Nel 1700, su 121 sacerdoti presenti in Cina, la metà erano gesuiti, contro 29 francescani, 18 domenicani e 15 preti delle Missioni straniere, create nel 1663 a Parigi. Questa sproporzione riaccese la "querelle dei riti" e ne seguì una vera e propria crisi.

Dalle gaffes papali alle persecuzioni

Nel 1704 Clemente XI condannava, tramite un decreto, i riti confuciani e il culto degli Antenati e, per farlo applicare, inviò un legato, Monsignor de Tournon che, con la sua goffaggine, indispose l'imperatore Kangxi, reso perplesso dalle rivalità intestine e dalle liti tra i vari ordini religiosi. Per di più si irritò; si capisce la sua replica, dopo una nuova condanna papale, nel 1715, (la Bolla Ex illa Die di Clemente XI che imponeva ai missionari il giuramento di rinunciare a qualsiasi pratica superstiziosa!). Kangxi sbottò: "Che cosa direbbe il papa, se l'imperatore cinese si permettesse di giudicare e di riformare le cerimonie vaticane?". Rispose, nel 1717, proibendo nell'Impero il proselitismo cristiano e la predicazione.

Cinque anni più tardi (1722) Kangxi moriva e nel 1724 il suo successore, Yongzheng, ordinava l'espulsione di tutti i religiosi, che furono raccolti a Canton, fatta eccezione per alcuni padre gesuiti di Pechino, che godevano dei suoi favori (soprattutto Padre Perennin), dato che i gesuiti di Pechino avevano sempre avuto un ordinamento e uno statuto privilegiato. Mentre questo editto di proscrizione scatenava una persecuzione generale nell'impero, Padre de Contencin, che ammirava la perfezione del governo cinese, scriveva varie lettere che contribuirono a diffondere in Europa il mito del dispotismo illuminato cinese. All'epoca la Cina contava circa 350.000 convertiti al cristianesimo, la maggior parte dei quali era di provenienza popolare.

L'imperatore Qianlong, suo figlio e successore (1736-1795), ebbe un lungo regno prestigioso; se da un lato contribuì a vezzeggiare i gesuiti di Pechino, dall'altro si mostrò inflessibile con i missionari delle province, e la persecuzione continuò a imperversare, raggiungendo punte massime nel 1745, nel 1767 e nel 1769. In Europa, si stava scatenando una tempesta sul capo dei gesuiti: nel 1759 venivano banditi dal Portogallo; tre anni più tardi dal Parlamento di Parigi; nel 1764 in Francia veniva abolita la Compagnia di Gesù, e infine venne soppressa (ma momentaneamente) dal papa Clemente XIV, tramite il breve "Dominus ac Redemptor" del 1773. Due anni più tardi (15 novembre 1775), la missione gesuita di Pechino veniva legalmente soppressa, dopo molte esitazioni in seno al piccolo gruppo lacerato. La Compagnia verrà nuovamente stabilita nel 1842, dopo il trattato di Nanchino.

(Dati registrati)
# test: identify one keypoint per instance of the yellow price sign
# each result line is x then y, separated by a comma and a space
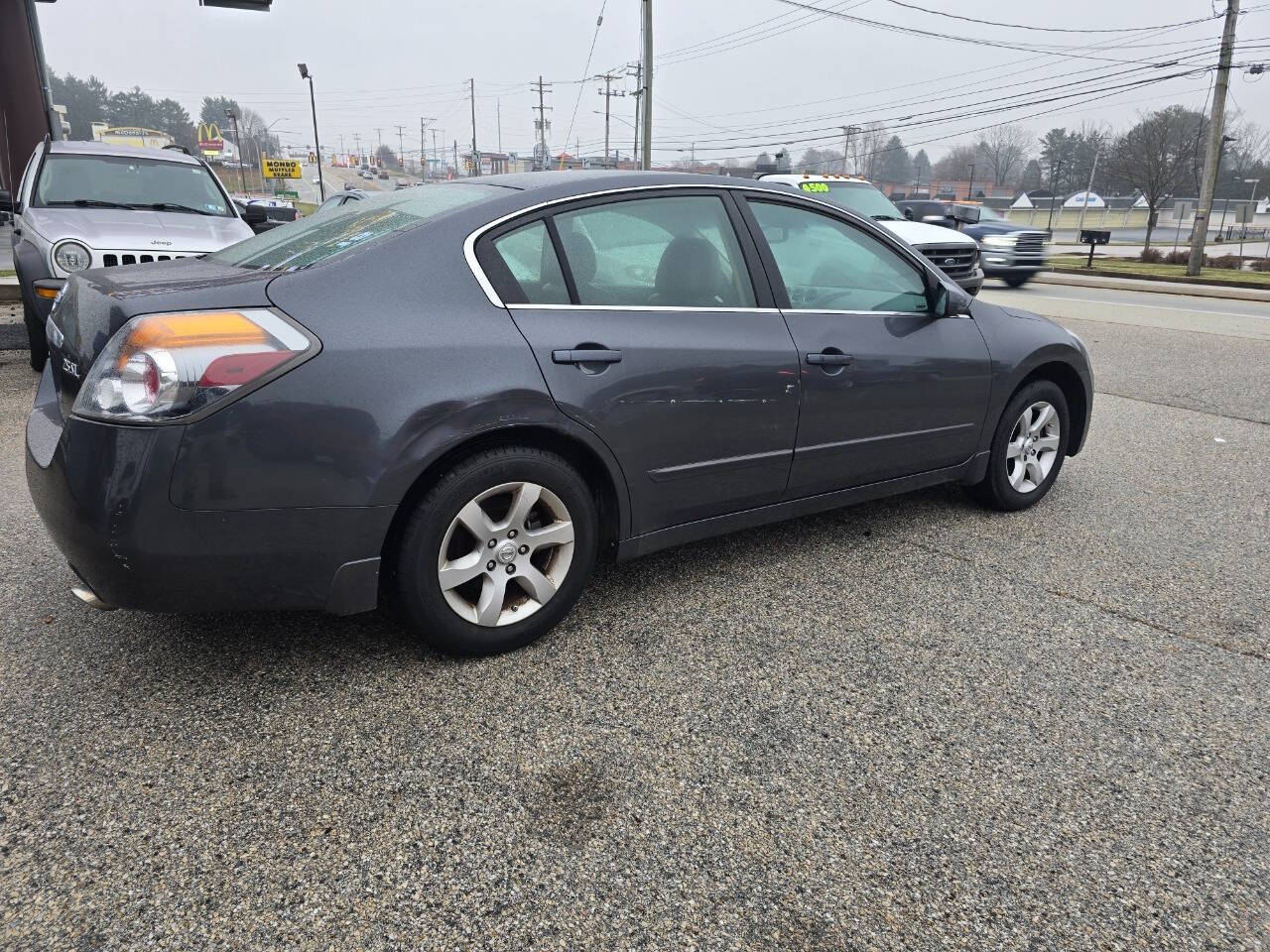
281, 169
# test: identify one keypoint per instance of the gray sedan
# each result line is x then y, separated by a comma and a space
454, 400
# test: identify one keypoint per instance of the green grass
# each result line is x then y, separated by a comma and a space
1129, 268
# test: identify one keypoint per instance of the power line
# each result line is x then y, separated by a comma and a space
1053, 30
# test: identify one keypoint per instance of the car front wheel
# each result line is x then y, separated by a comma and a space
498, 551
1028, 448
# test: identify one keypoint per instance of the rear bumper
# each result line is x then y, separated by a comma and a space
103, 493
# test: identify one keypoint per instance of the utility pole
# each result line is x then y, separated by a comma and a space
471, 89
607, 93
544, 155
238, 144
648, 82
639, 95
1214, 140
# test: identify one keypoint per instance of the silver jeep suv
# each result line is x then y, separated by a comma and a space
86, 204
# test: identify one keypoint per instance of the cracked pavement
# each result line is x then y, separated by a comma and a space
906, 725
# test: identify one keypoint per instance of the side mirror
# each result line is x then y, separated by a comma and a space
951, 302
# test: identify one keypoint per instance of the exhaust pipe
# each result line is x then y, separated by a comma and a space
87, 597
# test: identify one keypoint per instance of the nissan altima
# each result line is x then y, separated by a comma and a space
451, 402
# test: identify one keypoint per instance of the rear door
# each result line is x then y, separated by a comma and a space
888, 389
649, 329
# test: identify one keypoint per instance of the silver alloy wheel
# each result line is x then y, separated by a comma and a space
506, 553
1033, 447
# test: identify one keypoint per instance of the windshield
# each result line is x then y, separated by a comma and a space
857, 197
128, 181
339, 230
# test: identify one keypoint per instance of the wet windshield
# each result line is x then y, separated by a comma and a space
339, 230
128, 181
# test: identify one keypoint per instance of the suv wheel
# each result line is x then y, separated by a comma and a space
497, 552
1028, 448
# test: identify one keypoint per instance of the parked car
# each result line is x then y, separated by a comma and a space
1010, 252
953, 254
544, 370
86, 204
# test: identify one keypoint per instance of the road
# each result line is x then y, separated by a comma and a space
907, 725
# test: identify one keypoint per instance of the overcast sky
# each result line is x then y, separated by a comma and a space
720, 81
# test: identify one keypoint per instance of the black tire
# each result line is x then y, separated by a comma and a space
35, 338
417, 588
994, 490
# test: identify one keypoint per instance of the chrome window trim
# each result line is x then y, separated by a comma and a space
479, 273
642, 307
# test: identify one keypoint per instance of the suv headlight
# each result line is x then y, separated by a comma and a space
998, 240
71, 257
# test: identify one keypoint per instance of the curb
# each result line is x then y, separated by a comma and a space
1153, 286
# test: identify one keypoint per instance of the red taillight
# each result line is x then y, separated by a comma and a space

**COSA SI CHIEDE:**
A) Secondo il brano sui gesuiti in Cina, in che anno l'imperatore Kangxi proibì il proselitismo cristiano e la predicazione nell'Impero?
B) Scrivi il seguito del brano sui gesuiti in Cina, cominciando subito dopo la sua ultima frase.

**RISULTATI:**
A) Nel 1717.

B)
Abbiamo detto che i lazzaristi erano state designati per la sostituzione. Arrivarono nel 1785, in pieno periodo di persecuzioni. Poi, con l'avvento della Rivoluzione francese, per mancanza di sussidi, la chiesa Beitang, aperta a Pechino nel 1703, venne venduta a un mandarino. Sarà distrutta nel 1827 per ordine dell’Imperatore Daoguang.

La Missione gesuita di Francia, durante la sua permanenza, riceveva da Parigi, oltre agli introiti delle abbazie d'Avron e di Villenause, anche del denaro inviato da fondazioni e da privati. In Cina possedeva anche terreni, case e negozi. Bisognava far fronte a pesanti spese di mantenimento (personale, animali da soma, vari locali, regali d'amicizia ai mandarini ecc.).

Nel frattempo a Pechino Qianlong continuava ad apprezzare i talenti e il sapere dei gesuiti. Per l'arredamento del nuovo Palazzo d'Estate, costruito a nord di Pechino, o per l'illustrazione di una serie di incisioni che esaltavano i suoi successi militari nelle steppe dell'Asia superiore (1755-1759), fece appello agli artisti gesuiti della sua corte, i Padri G. Castiglione, J.D. Attiret, J. Damascène-Sallusti, e J. Sickelpart. Divenuto il pittore preferito dell'imperatore, Padre Castiglione restò a corte circa cinquant'anni, dal 1715 al 1764; si era creato uno stile ibrido, decisamente tetro a non privo di fascino.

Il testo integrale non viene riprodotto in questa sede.